> **Task to complete**
Range to output from the entries below: the line containing "as (439, 85)." through the line containing "as (301, 1220).". Set it down exactly, ends included, nothing else.

(Provided information)

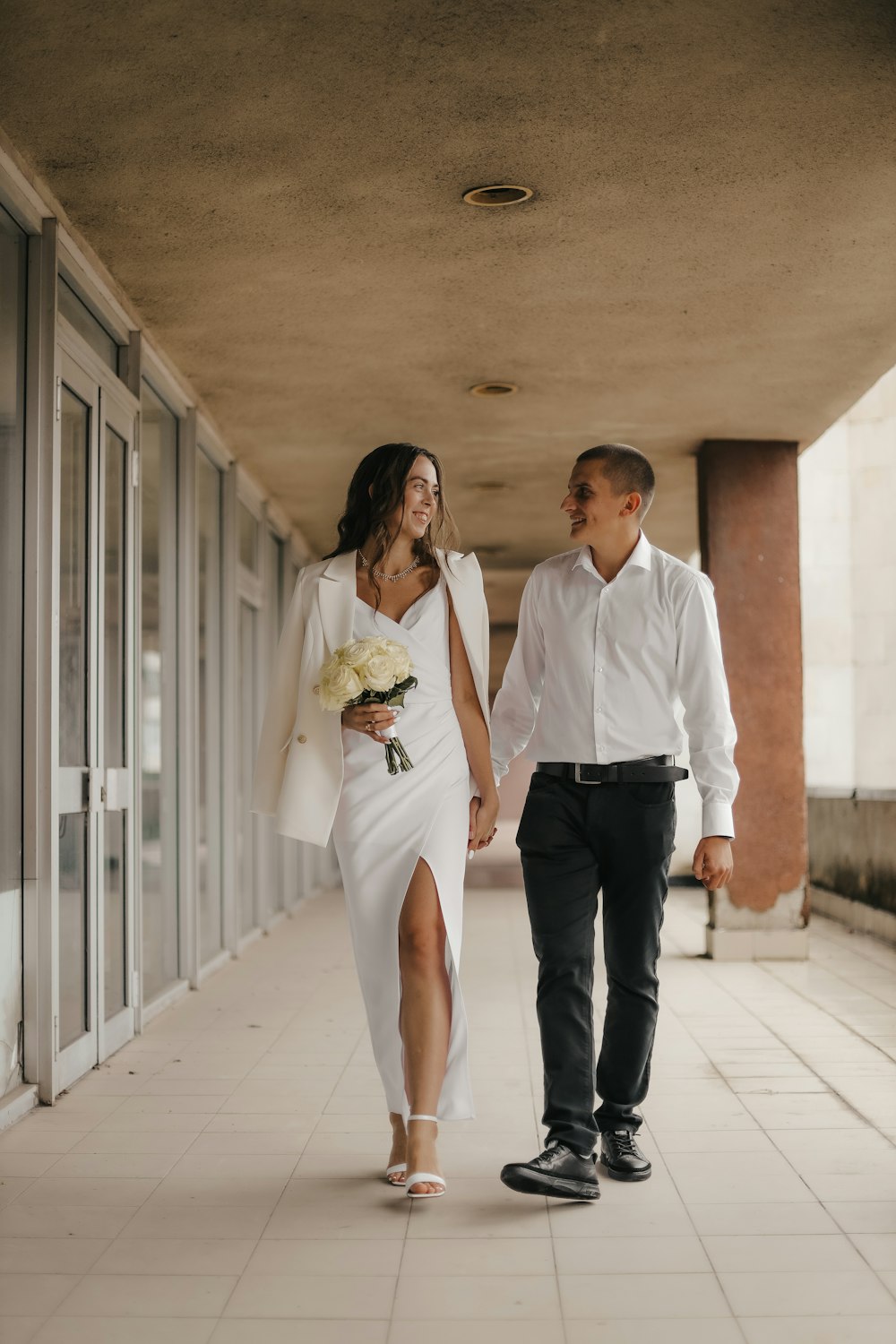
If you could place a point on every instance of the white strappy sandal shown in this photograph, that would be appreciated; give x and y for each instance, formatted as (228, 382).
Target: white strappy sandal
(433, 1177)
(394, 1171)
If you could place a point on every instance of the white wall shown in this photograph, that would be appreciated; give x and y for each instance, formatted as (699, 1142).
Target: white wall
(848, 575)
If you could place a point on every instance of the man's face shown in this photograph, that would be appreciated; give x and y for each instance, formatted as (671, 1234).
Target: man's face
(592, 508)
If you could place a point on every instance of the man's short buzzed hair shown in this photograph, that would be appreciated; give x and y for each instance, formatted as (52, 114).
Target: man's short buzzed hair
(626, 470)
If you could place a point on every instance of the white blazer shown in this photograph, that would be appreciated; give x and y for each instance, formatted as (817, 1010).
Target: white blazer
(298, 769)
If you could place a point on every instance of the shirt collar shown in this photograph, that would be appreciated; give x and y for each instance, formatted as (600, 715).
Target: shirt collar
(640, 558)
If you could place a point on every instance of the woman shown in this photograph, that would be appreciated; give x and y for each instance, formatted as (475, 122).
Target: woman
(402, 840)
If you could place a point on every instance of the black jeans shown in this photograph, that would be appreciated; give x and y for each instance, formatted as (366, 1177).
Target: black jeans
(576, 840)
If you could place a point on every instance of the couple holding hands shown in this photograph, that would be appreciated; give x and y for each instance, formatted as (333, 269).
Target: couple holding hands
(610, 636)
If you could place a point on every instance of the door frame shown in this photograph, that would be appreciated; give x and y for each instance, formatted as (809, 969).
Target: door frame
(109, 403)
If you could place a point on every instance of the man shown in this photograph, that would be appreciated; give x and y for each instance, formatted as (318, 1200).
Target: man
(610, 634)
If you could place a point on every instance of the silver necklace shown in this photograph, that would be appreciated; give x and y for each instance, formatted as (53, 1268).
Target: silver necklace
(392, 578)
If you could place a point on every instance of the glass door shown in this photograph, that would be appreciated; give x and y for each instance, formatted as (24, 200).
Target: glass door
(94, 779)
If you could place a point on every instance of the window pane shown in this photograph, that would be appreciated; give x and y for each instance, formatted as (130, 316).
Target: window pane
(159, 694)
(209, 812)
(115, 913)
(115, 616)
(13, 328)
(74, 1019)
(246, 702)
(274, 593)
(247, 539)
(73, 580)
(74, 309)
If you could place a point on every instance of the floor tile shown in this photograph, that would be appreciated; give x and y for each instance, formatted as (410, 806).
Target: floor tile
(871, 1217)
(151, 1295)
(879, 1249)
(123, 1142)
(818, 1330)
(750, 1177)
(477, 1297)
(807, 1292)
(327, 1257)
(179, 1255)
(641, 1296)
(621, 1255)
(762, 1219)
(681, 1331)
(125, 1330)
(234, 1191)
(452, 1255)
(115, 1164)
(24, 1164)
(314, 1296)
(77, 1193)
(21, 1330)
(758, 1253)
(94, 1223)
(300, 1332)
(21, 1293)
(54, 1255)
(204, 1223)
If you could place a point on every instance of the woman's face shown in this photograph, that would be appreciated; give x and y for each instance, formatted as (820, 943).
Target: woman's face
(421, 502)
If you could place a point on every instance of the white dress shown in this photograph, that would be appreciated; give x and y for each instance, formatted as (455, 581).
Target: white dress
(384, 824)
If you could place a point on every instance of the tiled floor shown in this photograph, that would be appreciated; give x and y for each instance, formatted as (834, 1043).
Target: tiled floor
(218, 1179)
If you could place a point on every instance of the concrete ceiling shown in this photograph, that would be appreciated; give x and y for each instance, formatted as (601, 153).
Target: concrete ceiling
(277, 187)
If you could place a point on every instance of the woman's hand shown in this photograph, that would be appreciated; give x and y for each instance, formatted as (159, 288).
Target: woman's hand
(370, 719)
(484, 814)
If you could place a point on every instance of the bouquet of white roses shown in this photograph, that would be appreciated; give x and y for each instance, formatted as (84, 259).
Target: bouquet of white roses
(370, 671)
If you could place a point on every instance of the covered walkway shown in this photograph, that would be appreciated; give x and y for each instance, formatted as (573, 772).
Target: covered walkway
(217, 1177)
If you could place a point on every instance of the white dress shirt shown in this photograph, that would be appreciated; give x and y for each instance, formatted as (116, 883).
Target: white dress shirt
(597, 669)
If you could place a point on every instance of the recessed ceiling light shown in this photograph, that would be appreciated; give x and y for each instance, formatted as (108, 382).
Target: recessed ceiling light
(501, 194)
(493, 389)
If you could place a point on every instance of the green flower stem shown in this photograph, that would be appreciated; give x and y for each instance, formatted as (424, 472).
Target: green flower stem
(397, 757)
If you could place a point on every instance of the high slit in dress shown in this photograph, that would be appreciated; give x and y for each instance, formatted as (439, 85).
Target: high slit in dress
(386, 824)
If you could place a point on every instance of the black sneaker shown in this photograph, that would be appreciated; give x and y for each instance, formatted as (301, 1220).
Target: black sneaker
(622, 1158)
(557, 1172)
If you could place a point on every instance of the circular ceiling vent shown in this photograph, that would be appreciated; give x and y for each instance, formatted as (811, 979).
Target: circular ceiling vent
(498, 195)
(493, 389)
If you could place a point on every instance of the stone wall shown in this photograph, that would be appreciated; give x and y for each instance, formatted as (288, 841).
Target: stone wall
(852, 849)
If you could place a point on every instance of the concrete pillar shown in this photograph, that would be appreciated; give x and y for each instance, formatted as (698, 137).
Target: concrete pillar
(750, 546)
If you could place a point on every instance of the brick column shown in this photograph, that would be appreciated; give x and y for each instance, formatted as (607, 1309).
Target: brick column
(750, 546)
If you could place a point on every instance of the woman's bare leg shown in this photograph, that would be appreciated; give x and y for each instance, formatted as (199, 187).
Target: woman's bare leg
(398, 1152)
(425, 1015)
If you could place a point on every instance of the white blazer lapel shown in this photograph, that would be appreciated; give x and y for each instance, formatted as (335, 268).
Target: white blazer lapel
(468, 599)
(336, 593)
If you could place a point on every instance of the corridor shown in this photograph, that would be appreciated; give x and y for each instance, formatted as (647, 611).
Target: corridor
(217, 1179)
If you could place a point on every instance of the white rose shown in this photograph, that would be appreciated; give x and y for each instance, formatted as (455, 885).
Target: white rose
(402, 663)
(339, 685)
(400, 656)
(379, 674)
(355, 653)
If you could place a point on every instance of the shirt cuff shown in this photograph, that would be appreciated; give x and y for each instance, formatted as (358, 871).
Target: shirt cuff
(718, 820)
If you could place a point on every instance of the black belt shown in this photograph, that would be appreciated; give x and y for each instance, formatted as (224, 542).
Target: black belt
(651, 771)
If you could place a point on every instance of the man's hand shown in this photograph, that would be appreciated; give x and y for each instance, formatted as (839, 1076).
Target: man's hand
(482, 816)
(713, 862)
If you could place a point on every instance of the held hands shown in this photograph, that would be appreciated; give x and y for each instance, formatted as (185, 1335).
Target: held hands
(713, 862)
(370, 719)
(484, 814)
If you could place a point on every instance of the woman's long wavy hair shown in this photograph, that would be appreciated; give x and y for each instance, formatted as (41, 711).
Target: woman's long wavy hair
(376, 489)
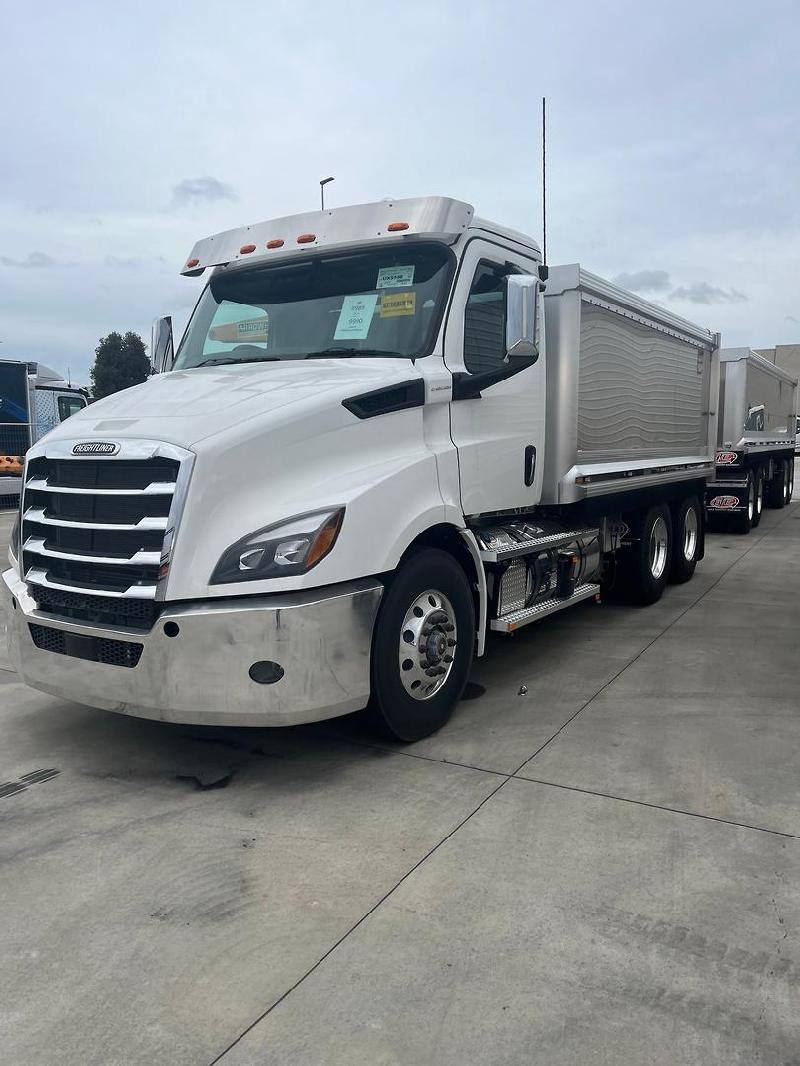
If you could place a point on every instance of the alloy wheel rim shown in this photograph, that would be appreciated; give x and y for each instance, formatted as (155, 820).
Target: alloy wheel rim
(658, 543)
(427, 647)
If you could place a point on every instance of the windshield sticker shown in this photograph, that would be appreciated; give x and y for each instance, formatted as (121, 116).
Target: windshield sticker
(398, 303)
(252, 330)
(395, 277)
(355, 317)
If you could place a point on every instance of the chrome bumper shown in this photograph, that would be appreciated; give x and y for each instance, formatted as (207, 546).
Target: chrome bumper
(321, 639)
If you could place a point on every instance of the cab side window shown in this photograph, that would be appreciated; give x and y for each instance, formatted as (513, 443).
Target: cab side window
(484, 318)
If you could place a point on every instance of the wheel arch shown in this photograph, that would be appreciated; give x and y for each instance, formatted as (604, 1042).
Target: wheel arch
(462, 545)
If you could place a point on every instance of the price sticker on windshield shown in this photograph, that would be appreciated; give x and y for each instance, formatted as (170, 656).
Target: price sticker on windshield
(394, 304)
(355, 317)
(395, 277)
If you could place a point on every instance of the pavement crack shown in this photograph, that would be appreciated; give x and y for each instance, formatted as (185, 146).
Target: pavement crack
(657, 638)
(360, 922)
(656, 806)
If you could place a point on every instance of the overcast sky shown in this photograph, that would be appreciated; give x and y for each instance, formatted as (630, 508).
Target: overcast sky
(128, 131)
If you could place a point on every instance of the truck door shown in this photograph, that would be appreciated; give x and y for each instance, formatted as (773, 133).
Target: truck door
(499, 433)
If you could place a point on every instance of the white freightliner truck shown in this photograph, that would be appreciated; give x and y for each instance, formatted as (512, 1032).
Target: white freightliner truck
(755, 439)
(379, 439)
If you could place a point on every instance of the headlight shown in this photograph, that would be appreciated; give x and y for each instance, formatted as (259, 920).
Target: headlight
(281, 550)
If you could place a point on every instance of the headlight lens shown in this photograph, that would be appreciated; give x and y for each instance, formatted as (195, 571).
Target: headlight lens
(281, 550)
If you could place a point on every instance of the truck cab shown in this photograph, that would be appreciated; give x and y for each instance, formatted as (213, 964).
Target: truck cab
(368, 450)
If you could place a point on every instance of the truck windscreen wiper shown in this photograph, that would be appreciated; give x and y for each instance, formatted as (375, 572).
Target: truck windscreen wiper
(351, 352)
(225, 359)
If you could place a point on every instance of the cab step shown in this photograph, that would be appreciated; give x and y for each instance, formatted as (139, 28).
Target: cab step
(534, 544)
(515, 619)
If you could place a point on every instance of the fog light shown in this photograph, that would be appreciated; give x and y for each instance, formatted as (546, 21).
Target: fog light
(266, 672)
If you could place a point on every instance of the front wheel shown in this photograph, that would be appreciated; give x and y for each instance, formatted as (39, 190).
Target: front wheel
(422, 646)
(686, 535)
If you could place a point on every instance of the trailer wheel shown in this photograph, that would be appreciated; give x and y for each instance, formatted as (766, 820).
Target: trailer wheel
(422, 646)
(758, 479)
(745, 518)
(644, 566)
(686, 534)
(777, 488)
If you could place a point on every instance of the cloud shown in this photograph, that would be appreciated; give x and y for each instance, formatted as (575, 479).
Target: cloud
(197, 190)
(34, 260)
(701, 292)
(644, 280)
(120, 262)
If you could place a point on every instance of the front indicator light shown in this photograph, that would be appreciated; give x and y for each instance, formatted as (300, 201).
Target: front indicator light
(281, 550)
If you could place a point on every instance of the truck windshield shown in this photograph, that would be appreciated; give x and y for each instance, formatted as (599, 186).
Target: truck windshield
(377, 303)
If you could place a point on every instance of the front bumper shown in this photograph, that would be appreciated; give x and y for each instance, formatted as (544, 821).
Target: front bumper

(End Provided information)

> **Your solution**
If you could place a point on every instance of the high slit in dress shown in this photograph, that would be appreciated; give x and y for each instance, formatted as (439, 85).
Target: high slit in dress
(386, 824)
If you could place a point on every instance of the black sneaker shown in this photograph, that would be appreciated; give x and y for each instance, formatted as (301, 1220).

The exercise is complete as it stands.